## [PROVIDED PASSAGE]
Prerequisites
Following are the prerequisites to support GCP Dataproc 1.3 secured ephemeral environment to work with the Google Cloud Marketplace solution for Infoworks DataFoundry:

Infoworks Deployment Architecture
Steps |
---|
Step 1: A Google account is required to work with GCP. Sign up for a Google account, if you do not have one. |
Step 2: Log on to the Google Cloud Platform Console, and create a new project. |
Step 3: Enable your billing account. |
Step 4: Ensure that the Quota limit for CPU cores is greater than 72 for the region that Infoworks is spinning up. |
Step 5: Enable API for the DataProc, Compute Engine, Deployment Manager and Runtime Configuration services. |
NOTE :Infoworks DataFoundry supports both dedicated and shared VPC networks.You must create a firewall rule to allow all ingress traffic within the VPC network.
All parameters marked as bold must be replaced with the required value by the user.

## [WHAT THIS EXERCISE ASKS]
1 – Does each statement agree with the prerequisites text? Answer yes or no and quote the words that decide it.
(a) The quota limit for CPU cores must be greater than 72 for the region where Infoworks is spinning up.
(b) Infoworks DataFoundry supports only dedicated VPC networks.
(c) A firewall rule must be created to allow all ingress traffic within the VPC network.
2 – Rewrite the prerequisites text from "Infoworks Deployment Architecture" up to and including "the VPC network.", putting "network security rule" in place of "firewall rule".
3 – Answer these questions from the prerequisites text.
(a) Which version of GCP Dataproc is the secured ephemeral environment for?
(b) For which services must the API be enabled?
(c) What must the user do with parameters marked as bold?
Please answer from the prerequisites text alone.

## [EXTRACTED RECORDS]
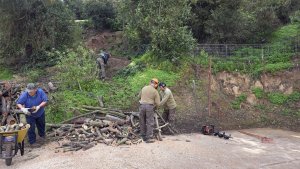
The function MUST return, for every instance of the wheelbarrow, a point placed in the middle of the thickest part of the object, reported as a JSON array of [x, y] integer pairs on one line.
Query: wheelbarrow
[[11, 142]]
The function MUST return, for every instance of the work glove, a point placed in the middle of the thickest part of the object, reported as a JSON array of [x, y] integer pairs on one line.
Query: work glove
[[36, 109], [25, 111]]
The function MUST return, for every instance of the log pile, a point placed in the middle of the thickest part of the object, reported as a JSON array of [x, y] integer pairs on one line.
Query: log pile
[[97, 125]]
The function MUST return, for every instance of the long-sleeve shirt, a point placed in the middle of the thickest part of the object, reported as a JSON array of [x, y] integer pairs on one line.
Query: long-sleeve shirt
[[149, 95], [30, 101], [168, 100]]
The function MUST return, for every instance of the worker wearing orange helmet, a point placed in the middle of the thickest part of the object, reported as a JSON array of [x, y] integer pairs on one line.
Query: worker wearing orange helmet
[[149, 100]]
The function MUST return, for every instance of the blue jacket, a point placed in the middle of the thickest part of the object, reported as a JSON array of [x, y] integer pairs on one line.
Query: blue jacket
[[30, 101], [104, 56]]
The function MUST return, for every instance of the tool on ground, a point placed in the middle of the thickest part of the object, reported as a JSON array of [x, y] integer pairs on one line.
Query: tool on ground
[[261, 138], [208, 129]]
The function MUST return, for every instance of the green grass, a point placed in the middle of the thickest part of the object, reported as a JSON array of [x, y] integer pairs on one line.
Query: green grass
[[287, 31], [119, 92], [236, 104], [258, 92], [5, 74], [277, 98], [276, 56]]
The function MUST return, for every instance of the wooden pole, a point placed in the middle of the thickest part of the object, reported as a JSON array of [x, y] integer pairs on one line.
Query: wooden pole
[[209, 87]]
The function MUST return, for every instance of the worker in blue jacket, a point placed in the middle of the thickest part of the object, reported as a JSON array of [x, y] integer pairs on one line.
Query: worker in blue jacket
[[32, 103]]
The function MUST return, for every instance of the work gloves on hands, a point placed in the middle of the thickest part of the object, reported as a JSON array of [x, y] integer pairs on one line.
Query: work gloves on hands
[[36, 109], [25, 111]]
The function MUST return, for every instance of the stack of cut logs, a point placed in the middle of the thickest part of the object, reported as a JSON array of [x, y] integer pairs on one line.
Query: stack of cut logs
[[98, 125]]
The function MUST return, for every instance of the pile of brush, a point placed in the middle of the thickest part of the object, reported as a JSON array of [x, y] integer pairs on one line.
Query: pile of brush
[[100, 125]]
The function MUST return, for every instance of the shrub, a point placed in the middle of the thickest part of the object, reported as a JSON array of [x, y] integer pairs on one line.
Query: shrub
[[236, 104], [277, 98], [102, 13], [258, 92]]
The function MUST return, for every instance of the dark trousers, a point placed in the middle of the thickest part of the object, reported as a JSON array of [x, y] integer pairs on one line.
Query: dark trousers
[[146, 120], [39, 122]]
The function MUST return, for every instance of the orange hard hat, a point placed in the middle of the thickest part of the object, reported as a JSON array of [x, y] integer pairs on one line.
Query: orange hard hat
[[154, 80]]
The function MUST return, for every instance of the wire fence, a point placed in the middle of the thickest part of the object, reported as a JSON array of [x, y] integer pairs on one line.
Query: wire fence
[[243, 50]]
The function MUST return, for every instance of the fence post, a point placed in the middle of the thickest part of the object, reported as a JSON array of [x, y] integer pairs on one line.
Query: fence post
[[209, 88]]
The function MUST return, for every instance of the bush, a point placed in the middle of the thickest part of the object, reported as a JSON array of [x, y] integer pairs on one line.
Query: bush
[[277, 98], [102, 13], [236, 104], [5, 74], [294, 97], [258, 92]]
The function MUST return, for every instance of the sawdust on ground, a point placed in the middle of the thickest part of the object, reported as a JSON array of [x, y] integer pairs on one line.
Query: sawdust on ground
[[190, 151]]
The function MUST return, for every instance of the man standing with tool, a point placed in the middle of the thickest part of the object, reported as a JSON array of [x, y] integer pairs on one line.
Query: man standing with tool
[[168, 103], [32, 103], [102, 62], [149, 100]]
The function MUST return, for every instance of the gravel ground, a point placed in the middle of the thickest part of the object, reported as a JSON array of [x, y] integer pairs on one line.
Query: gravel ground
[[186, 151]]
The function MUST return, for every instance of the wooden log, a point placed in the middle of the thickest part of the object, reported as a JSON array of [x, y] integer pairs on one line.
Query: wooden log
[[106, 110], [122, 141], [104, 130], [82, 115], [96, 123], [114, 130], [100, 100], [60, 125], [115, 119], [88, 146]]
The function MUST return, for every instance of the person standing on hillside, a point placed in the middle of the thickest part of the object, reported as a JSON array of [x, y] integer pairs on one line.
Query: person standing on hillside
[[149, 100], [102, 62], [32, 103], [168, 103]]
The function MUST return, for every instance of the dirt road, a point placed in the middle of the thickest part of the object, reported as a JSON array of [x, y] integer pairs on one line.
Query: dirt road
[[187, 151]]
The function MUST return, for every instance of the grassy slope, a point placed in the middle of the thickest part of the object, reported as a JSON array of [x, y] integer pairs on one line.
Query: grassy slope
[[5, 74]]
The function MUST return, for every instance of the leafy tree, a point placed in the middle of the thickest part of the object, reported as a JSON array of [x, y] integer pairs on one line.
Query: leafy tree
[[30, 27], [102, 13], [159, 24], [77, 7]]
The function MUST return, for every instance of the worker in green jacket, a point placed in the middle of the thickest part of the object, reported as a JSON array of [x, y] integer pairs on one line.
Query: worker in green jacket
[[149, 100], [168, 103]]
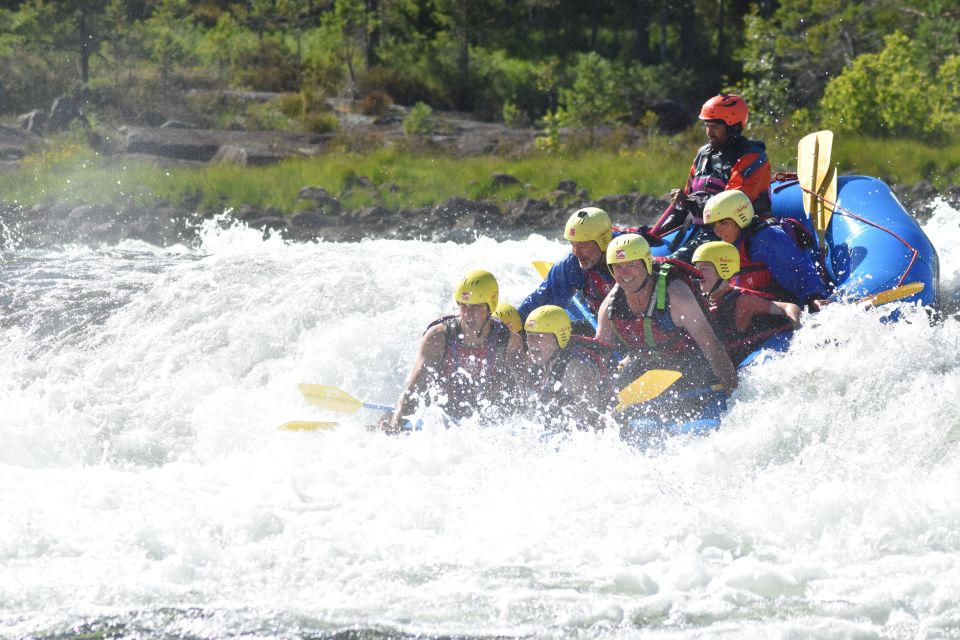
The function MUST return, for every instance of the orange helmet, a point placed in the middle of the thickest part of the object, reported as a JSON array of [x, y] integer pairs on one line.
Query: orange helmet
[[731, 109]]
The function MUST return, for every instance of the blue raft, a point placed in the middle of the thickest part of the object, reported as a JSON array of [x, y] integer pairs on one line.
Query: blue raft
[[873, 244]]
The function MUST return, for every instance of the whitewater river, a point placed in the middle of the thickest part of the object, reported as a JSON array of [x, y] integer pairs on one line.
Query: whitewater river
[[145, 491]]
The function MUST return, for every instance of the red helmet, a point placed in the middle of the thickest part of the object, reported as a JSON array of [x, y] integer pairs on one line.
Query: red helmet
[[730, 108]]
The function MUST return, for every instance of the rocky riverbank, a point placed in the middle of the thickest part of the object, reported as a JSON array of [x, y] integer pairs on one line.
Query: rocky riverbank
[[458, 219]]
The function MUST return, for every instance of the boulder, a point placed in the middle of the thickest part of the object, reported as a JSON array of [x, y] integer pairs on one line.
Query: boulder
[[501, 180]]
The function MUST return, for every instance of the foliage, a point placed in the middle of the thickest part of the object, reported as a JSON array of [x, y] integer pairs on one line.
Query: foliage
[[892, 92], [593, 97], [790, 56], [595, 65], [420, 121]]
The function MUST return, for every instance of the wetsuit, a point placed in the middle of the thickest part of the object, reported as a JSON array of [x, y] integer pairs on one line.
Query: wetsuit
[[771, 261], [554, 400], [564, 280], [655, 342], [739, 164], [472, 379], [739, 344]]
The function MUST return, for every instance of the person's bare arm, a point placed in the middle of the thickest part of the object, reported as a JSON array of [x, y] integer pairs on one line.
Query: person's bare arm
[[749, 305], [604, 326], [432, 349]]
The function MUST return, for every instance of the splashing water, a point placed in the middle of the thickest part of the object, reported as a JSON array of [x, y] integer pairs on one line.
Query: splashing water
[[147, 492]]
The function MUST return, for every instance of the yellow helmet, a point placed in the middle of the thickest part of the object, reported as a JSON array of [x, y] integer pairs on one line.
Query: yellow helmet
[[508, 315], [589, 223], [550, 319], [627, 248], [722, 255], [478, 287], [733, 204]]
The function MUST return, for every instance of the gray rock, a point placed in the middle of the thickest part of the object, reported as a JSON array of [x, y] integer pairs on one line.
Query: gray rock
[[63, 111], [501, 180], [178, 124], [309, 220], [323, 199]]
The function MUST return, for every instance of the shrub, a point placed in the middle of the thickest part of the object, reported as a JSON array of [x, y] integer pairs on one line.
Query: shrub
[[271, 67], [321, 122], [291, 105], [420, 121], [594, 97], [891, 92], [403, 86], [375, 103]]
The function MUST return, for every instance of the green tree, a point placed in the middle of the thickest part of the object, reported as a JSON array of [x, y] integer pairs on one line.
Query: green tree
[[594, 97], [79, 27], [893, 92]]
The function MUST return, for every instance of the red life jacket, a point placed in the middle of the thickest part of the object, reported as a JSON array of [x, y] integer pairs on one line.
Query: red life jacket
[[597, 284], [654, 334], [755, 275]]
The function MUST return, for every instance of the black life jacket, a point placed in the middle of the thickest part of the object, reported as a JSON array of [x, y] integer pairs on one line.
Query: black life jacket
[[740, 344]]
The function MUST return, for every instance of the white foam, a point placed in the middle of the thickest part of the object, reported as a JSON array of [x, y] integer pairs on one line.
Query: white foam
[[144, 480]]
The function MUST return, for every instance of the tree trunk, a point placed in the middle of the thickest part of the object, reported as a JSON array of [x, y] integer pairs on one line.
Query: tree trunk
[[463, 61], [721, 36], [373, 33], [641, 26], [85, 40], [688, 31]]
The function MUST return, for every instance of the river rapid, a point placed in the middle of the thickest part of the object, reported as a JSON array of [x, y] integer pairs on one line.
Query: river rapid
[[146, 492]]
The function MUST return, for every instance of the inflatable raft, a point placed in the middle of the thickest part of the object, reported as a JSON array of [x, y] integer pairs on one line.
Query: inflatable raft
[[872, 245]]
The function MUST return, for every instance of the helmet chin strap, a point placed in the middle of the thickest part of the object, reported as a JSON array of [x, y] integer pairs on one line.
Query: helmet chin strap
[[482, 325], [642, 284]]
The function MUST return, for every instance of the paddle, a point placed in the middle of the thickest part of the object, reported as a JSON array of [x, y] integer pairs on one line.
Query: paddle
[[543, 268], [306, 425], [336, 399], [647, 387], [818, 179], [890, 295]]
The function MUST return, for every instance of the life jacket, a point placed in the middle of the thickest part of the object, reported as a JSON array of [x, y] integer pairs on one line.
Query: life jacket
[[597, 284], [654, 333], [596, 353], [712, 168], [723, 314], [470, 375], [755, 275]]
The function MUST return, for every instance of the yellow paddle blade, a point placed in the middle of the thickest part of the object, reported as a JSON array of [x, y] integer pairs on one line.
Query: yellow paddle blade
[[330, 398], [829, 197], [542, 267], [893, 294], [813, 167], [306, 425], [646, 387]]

## [TASK-BY-TASK ANSWERS]
1 –
(a) Yes: "Ensure that the Quota limit for CPU cores is greater than 72 for the region that Infoworks is spinning up."
(b) No: "Infoworks DataFoundry supports both dedicated and shared VPC networks."
(c) Yes: "You must create a firewall rule to allow all ingress traffic within the VPC network."

2 –
Infoworks Deployment Architecture
Steps |
---|
Step 1: A Google account is required to work with GCP. Sign up for a Google account, if you do not have one. |
Step 2: Log on to the Google Cloud Platform Console, and create a new project. |
Step 3: Enable your billing account. |
Step 4: Ensure that the Quota limit for CPU cores is greater than 72 for the region that Infoworks is spinning up. |
Step 5: Enable API for the DataProc, Compute Engine, Deployment Manager and Runtime Configuration services. |
NOTE :Infoworks DataFoundry supports both dedicated and shared VPC networks.You must create a network security rule to allow all ingress traffic within the VPC network.

3 –
(a) Version 1.3.
(b) DataProc, Compute Engine, Deployment Manager and Runtime Configuration.
(c) Replace them with the required value.